* SUPPLIED TEXT
Interpreting natural rights: Gorry and ‘the family’ under Article 41

While the Irish Constitution is not untypical among world constitutions in robustly protecting the family against external interference, it does so in untypically strident terms. The opening subsection of Art 41 reads:

The State recognises the Family as the natural primary and fundamental unit group of Society, and as a moral institution possessing inalienable and imprescriptible rights, antecedent and superior to all positive law.

The words do not specify particular rights that ‘the Family’ enjoys but do indicate that, whatever those rights might be, they enjoy an extraordinarily high degree of protection. Taken in isolation, the phrase ‘inalienable and imprescriptible …’ suggests the family’s rights cannot be taken or given away, nor lost by the passage of time. The phrase ‘antecedent and superior to all positive law’ suggests recognition of a range of rights that pre-existed the political state, which are now beyond the reach of the State’s authority.

* RECORDS SUPPLIED
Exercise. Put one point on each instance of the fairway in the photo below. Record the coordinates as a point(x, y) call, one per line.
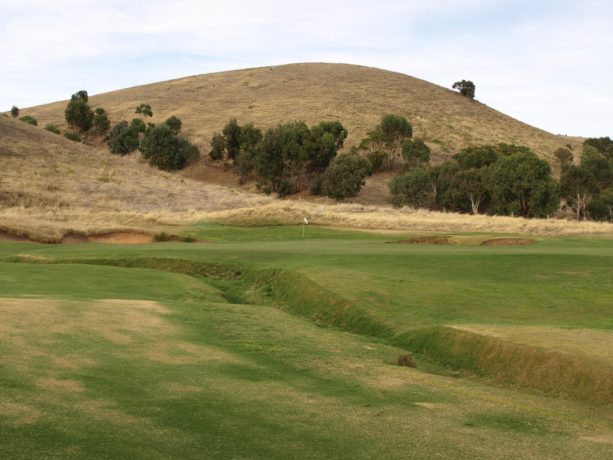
point(257, 343)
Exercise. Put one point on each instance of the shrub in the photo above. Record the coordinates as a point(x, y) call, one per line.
point(52, 129)
point(30, 120)
point(101, 122)
point(466, 88)
point(377, 159)
point(144, 109)
point(411, 188)
point(79, 115)
point(73, 136)
point(415, 152)
point(174, 124)
point(345, 176)
point(123, 138)
point(162, 148)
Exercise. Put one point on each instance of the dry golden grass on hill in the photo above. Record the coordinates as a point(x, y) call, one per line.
point(51, 186)
point(355, 95)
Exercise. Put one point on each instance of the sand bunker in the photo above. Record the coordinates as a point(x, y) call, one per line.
point(508, 242)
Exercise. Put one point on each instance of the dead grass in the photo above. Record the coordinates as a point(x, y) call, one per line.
point(355, 95)
point(522, 363)
point(59, 180)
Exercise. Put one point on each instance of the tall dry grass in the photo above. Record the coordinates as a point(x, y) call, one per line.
point(355, 95)
point(50, 186)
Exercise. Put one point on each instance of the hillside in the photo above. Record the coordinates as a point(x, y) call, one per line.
point(50, 184)
point(355, 95)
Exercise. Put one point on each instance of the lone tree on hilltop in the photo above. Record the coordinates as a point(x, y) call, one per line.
point(345, 176)
point(144, 109)
point(389, 136)
point(466, 88)
point(81, 95)
point(78, 114)
point(564, 156)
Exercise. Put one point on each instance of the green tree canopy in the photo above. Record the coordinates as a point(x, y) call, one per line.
point(144, 109)
point(281, 158)
point(79, 115)
point(101, 122)
point(476, 157)
point(162, 148)
point(345, 176)
point(415, 152)
point(578, 185)
point(389, 136)
point(124, 138)
point(412, 188)
point(466, 88)
point(521, 184)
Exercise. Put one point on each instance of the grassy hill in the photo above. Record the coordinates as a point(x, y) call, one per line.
point(51, 186)
point(355, 95)
point(260, 344)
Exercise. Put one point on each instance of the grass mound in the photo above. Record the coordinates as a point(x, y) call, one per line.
point(510, 363)
point(435, 239)
point(508, 242)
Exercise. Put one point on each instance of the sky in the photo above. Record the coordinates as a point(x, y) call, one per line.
point(547, 63)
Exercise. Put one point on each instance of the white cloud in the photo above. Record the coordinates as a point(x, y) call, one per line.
point(545, 63)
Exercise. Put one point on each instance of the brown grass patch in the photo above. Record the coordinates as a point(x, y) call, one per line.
point(407, 360)
point(592, 344)
point(522, 364)
point(508, 242)
point(108, 238)
point(355, 95)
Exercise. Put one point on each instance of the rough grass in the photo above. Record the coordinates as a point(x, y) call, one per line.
point(51, 186)
point(525, 365)
point(516, 364)
point(355, 95)
point(192, 378)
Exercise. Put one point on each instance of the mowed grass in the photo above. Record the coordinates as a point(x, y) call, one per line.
point(104, 361)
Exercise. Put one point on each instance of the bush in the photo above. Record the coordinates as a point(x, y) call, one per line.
point(162, 148)
point(30, 120)
point(101, 122)
point(415, 152)
point(123, 138)
point(412, 188)
point(79, 115)
point(73, 136)
point(466, 88)
point(377, 159)
point(345, 176)
point(53, 129)
point(174, 124)
point(144, 109)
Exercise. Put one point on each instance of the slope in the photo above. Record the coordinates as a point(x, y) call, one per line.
point(355, 95)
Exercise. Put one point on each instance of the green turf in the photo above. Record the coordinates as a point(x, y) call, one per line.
point(236, 368)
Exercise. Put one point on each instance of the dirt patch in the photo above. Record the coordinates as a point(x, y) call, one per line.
point(60, 385)
point(6, 236)
point(436, 239)
point(109, 238)
point(508, 242)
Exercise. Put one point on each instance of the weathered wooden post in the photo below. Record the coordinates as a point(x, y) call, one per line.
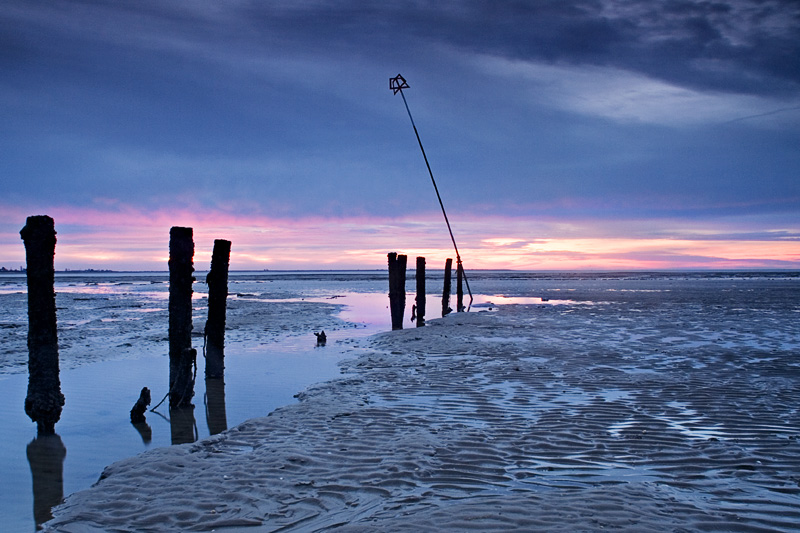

* TASK LIST
- 1) From the Article 41 passage above, reproduce everything from "Interpreting natural rights: Gorry" down to "all positive law.".
- 2) According to the Article 41 passage above, what does the phrase "inalienable and imprescriptible" suggest about the family's rights?

* OUTPUTS
- 1)
Interpreting natural rights: Gorry and ‘the family’ under Article 41

While the Irish Constitution is not untypical among world constitutions in robustly protecting the family against external interference, it does so in untypically strident terms. The opening subsection of Art 41 reads:

The State recognises the Family as the natural primary and fundamental unit group of Society, and as a moral institution possessing inalienable and imprescriptible rights, antecedent and superior to all positive law.

- 2) It suggests that the family's rights cannot be taken or given away, nor lost by the passage of time.